Turn the records below, from the line containing "Excuse me — can you please point out where the rose" through the line containing "[66,267,78,284]" (both included), into a two-column CSV with the headers text and answer. Give one row per record, with each field in quotes and its line breaks replaced by spaces.
— BEGIN —
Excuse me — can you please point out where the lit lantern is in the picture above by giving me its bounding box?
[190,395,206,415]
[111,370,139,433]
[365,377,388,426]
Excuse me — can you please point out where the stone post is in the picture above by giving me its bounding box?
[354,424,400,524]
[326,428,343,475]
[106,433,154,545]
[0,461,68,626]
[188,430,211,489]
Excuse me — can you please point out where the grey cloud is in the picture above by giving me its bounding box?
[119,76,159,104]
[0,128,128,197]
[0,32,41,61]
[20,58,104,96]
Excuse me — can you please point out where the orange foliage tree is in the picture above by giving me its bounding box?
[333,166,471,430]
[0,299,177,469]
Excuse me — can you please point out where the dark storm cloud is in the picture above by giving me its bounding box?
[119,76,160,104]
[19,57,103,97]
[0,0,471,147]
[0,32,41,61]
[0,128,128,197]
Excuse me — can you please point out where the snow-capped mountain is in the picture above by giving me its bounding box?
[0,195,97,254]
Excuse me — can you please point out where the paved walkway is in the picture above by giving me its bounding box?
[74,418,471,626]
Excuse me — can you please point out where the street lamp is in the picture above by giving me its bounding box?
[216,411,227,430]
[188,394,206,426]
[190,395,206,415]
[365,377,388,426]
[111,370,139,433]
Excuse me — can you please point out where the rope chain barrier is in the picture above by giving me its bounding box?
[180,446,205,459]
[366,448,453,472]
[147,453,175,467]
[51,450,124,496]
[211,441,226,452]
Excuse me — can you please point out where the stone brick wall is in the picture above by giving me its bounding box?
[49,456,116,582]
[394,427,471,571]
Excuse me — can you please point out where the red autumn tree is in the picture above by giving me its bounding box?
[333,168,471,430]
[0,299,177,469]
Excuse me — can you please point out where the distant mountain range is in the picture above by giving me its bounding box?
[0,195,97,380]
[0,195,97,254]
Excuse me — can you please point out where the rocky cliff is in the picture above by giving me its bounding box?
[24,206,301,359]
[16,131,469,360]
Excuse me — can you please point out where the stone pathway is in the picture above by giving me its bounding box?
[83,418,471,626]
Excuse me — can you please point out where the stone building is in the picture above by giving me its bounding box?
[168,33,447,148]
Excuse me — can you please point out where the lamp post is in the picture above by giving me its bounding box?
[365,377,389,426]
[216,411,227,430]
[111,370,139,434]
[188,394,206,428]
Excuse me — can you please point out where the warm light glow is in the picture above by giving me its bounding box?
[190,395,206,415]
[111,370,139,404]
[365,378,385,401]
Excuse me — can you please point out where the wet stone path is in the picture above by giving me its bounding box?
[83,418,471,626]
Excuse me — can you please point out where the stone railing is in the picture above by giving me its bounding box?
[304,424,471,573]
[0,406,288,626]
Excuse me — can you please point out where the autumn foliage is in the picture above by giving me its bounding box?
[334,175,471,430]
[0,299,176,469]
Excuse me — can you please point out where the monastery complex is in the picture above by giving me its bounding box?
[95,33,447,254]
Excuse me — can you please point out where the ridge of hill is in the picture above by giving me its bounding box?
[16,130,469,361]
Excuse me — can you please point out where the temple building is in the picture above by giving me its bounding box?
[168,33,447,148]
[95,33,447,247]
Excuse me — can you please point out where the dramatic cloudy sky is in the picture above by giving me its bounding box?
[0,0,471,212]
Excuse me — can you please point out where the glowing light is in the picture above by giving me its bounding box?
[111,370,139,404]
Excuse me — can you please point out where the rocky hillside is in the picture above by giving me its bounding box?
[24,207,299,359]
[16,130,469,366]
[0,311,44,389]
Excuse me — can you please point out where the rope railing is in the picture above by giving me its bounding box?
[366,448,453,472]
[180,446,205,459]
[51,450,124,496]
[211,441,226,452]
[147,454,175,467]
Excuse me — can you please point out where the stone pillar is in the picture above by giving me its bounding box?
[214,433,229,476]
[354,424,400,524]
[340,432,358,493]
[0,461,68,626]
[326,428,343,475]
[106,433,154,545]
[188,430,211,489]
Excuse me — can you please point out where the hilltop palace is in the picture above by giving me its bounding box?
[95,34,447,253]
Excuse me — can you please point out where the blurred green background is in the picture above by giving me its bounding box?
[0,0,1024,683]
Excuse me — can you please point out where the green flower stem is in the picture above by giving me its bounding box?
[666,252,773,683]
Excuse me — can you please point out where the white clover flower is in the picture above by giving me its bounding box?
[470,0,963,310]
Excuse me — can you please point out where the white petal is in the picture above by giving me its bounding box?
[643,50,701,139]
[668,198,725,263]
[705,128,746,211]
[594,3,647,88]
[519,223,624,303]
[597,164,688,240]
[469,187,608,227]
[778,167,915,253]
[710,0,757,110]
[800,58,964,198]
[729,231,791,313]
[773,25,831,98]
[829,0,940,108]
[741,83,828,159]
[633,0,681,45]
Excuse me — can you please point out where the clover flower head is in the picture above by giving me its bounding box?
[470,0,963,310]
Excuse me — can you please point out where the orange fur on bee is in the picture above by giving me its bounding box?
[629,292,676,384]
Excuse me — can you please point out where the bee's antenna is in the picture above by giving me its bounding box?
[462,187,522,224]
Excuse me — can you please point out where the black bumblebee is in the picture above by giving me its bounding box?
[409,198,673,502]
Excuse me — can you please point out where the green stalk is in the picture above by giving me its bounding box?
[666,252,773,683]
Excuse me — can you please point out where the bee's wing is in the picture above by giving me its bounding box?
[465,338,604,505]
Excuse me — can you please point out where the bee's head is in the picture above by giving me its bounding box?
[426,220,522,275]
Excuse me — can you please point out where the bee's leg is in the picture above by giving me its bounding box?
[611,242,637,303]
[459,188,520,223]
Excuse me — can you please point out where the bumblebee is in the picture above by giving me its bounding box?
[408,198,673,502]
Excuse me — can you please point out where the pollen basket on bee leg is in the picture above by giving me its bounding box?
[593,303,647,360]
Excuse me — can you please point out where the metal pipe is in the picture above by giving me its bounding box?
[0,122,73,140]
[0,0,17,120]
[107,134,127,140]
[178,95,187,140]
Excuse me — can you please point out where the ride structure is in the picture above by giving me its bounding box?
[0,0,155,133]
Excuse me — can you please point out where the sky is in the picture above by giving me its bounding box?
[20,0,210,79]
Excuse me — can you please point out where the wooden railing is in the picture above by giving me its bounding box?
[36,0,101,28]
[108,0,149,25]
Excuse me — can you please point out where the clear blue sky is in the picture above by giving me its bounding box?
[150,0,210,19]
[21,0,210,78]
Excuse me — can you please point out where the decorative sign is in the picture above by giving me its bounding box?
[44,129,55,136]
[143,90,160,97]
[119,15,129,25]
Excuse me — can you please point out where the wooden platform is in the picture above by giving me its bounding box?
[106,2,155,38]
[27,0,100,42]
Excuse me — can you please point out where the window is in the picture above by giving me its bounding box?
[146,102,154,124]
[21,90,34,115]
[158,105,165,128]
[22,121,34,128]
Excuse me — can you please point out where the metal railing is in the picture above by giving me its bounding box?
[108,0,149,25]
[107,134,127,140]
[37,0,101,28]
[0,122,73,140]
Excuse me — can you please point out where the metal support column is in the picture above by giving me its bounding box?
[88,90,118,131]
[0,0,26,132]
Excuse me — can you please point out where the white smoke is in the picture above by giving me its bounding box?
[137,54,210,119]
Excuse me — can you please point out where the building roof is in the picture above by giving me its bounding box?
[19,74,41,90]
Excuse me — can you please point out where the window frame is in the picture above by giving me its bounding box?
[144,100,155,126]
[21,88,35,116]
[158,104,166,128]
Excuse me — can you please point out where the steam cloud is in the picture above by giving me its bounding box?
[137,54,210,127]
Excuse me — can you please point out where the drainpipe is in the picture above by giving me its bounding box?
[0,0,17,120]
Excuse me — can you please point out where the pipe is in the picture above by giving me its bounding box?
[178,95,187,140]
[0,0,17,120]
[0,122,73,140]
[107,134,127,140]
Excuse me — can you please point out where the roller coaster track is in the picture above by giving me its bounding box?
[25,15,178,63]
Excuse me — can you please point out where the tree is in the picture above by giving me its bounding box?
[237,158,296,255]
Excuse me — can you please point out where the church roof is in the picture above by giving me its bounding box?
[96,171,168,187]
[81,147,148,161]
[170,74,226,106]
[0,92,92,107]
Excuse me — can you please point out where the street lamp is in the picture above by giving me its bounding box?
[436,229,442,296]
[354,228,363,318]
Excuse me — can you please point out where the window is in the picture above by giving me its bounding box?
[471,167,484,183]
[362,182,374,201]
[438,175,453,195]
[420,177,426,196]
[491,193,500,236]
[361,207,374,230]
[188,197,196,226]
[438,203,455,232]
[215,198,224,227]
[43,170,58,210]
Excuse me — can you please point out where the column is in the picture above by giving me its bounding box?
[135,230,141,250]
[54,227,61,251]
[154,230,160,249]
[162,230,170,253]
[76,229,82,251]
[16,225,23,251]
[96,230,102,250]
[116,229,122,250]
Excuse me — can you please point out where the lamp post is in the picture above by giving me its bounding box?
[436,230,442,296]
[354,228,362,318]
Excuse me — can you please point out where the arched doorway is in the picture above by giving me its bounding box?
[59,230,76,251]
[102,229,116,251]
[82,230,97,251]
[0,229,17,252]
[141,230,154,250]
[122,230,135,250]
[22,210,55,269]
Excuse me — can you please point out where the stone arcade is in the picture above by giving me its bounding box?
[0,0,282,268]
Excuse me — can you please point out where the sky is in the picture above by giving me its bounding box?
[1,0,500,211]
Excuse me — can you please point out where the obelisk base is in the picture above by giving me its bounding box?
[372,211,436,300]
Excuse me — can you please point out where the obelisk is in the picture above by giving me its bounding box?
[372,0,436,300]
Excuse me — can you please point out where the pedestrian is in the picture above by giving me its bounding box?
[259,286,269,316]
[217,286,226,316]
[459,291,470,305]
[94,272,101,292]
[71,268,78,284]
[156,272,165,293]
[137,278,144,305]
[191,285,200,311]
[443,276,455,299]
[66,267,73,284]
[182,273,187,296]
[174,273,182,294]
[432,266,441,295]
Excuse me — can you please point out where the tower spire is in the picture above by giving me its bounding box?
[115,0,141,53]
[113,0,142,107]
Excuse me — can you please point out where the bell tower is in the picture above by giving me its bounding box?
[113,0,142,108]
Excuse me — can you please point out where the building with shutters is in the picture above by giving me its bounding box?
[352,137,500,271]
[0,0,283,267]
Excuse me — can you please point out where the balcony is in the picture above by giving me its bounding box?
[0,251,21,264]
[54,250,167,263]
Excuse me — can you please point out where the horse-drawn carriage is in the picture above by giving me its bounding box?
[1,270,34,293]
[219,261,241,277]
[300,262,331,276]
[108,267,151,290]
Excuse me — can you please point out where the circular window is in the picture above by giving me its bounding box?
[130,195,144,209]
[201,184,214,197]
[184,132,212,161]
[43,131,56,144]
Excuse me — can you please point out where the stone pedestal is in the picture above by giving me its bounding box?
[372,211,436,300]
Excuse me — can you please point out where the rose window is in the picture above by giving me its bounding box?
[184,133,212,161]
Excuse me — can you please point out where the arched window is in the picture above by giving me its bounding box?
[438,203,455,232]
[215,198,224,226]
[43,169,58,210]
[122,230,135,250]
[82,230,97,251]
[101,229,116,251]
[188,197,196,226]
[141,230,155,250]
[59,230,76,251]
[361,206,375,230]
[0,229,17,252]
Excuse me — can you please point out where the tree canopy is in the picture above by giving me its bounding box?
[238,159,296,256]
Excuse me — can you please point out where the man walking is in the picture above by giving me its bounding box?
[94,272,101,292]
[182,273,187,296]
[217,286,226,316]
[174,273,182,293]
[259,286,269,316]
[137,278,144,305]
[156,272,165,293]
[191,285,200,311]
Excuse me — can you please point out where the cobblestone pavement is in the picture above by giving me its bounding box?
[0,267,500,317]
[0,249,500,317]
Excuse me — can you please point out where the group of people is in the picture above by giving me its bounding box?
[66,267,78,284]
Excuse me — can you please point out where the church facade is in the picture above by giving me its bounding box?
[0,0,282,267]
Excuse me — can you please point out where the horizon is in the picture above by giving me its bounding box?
— END —
**CORRECT ANSWER**
text,answer
"Excuse me — can you please point out where the rose window is in the picture above by giving me its bounding box?","[184,133,212,161]"
"Excuse me — can you please point out where the arched window is in the picture above by giving me its bounding box?","[438,203,455,232] [215,198,224,226] [43,169,58,210] [122,230,135,250] [82,230,97,251] [101,229,116,251] [188,197,196,226] [141,230,155,250] [59,230,76,251] [361,206,375,230] [0,229,17,252]"
"Excuse me — can you please point out where the tree canopy is in the picture above by giving me its bounding box?","[238,159,296,256]"
"Excuse me — can you please point out where the man walking is in the picture above by giving me its bounding box?","[94,272,101,292] [182,273,187,296] [217,286,226,316] [174,273,182,293] [259,286,269,316] [137,278,144,305] [156,272,165,293] [191,285,200,311]"
"Excuse me — can you please point out where the cobblestone pavement is in the picture above by giving me its bounding box?","[0,267,500,317] [0,249,500,317]"
"Excuse me — can you please point out where the group of people is in the picture above by giving me its bounding box?","[66,267,78,284]"